[Exercise requirements]
**a.** Copy the portion of the Bayesian analysis tutorial that begins at "We will use" and ends after "n <- length(Y)".
**b.** Proceed with the Bayesian analysis tutorial, picking up after its final line.

[Document segment]
==*==

< | Main Materials | >
This section is focused on practicing the basics of Bayesian analysis (both analytic practice and computation using JAGS) for simple unimodal data. This section assumes that you have seen both of the Bayes lectures. We’ll review some of the analytic results so that you can compare the results from the previous activity to numerical results. Then we’ll continue to a more advanced example fitting TPCs using a Bayesian approach.
For this practical you will need to first install JAGS, then be sure to install the following packages:
# Load libraries
require(rjags) # does the fitting
require(coda) # makes diagnostic plots
require(R2jags) # fitting
require(MCMCvis)
require(IDPmisc) # makes nice colored pairs plots to look at joint posteriors
##require(mcmcplots) # another option for diagnostic plots, currently unused
Recall from the lectures that for numerical Bayesian model fitting/inference, we need to:
Assess MCMC convergence: MCMC is family of algorithm for sampling probability distributions so that it can be adequately characterized (in the Bayesian context the posterior distribution). The MCMC procedure reaches convergence once we have sufficient random draws from the posterior distribution. To assess convergence we look at trace plots. The goal is to get “fuzzy caterpillars”-looking curves.
Summarize MCMC draws: Summarize and visualize outcome of the random draws using histograms for all draws for each parameter, and calculate expectation, variance, credibility interval, etc.
Prior Sensitivity: Assess prior sensitivity by changing prior values and check whether it affects the results or not. If it does, that means that the results are too sensitive to that prior, not good!
Make inferences: We use the values from item (2) to make inferences and answer the research question.
We’ll review the example data, and the analytic likelihoods before moving on to the computational approximation of the posterior using JAGS.
We will use this simple example to go through the steps of assessing a Bayesian model and we’ll see that MCMC can allow us to approximate the posterior distribution.
Grogan and Wirth (1981) provide data on the wing length (in millimeters) of nine members of a species of midge (small, two-winged flies).
From these measurements we wish to make inference about the population mean \(\mu\).
# Load data
WL.data <- read.csv("../data/MidgeWingLength.csv")
Y <- WL.data$WingLength
n <- length(Y)
hist(Y,breaks=10,xlab="Wing Length (mm)")

==*==

[Collection entries]
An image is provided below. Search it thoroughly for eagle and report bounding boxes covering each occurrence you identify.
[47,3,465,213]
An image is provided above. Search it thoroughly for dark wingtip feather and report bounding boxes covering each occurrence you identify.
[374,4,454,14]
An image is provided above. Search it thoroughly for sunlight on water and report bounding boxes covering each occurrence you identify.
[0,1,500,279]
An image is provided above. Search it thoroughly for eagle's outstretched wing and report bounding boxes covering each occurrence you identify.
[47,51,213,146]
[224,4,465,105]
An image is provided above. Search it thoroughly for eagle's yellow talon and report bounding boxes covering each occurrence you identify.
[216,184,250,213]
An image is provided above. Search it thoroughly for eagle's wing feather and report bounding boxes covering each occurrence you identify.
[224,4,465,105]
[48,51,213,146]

==*==

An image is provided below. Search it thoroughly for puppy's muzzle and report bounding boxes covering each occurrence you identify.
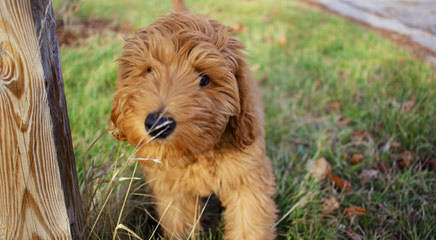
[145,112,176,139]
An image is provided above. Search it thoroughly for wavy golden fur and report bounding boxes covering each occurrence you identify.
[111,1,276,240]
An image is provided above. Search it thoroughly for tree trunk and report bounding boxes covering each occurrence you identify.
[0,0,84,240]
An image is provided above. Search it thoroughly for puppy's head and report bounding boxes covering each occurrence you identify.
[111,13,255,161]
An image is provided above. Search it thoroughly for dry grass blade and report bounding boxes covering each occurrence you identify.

==*==

[Written answers]
**a.**
We will use this simple example to go through the steps of assessing a Bayesian model and we’ll see that MCMC can allow us to approximate the posterior distribution.
Grogan and Wirth (1981) provide data on the wing length (in millimeters) of nine members of a species of midge (small, two-winged flies).
From these measurements we wish to make inference about the population mean \(\mu\).
# Load data
WL.data <- read.csv("../data/MidgeWingLength.csv")
Y <- WL.data$WingLength
n <- length(Y)

**b.**
We’ll also need summary statistics for the data that we calculated last time:
m<-sum(Y)/n
s2<-sum((Y-m)^2)/(n-1)
We need to define the likelihood and the priors for our Bayesian analysis. Given the analysis that we’ve just done, let’s assume that our data come from a normal distribution with unknown mean, \(\mu\) but that we know the variance is \(\sigma^2 = 0.025\). That is: \[ \mathbf{Y} \stackrel{\mathrm{iid}}{\sim} \mathcal{N}(\mu, 0.025^2) \]
In the last activity we our prior for \(\mu\) to be be: \[ \mu \sim \mathcal{N}(1.9, 0.8^2) \] Together, then, our full model is: \[ \begin{align*} \mathbf{Y} & \stackrel{\mathrm{iid}}{\sim} \mathcal{N}(\mu, 0.025^2)\\ \mu &\sim \mathcal{N}(1.9, 0.8^2) \end{align*} \]
In the previous activity we wrote a function to calculate \(\mu_p\) and \(\tau_p\) and then plugged in our numbers:
tau.post<-function(tau, tau0, n){n*tau + tau0}
mu.post<-function(Ybar, mu0, sig20, sig2, n){
weight<-sig2+n*sig20
return(n*sig20*Ybar/weight + sig2*mu0/weight)
}
Finally we plotted 3 things together – the data histogram, the prior, and the posterior
mu0 <- 1.9
s20 <- 0.8
s2<- 0.025 ## "true" variance
mp<-mu.post(Ybar=m, mu0=mu0, sig20=s20, sig2=s2, n=n)
tp<-tau.post(tau=1/s2, tau0=1/s20, n=n)
x<-seq(1.3,2.3, length=1000)
hist(Y,breaks=10,xlab="Wing Length (mm)", xlim=c(1.3, 2.3),
freq=FALSE, ylim=c(0,8))
lines(x, dnorm(x, mean=mu0, sd=sqrt(s20)), col=2, lty=2, lwd=2) ## prior
lines(x, dnorm(x, mean=mp, sd=sqrt(1/tp)), col=4, lwd=2) ## posterior
legend("topleft", legend=c("prior", "posterior"), col=c(2,4), lty=c(2,1), lwd=2)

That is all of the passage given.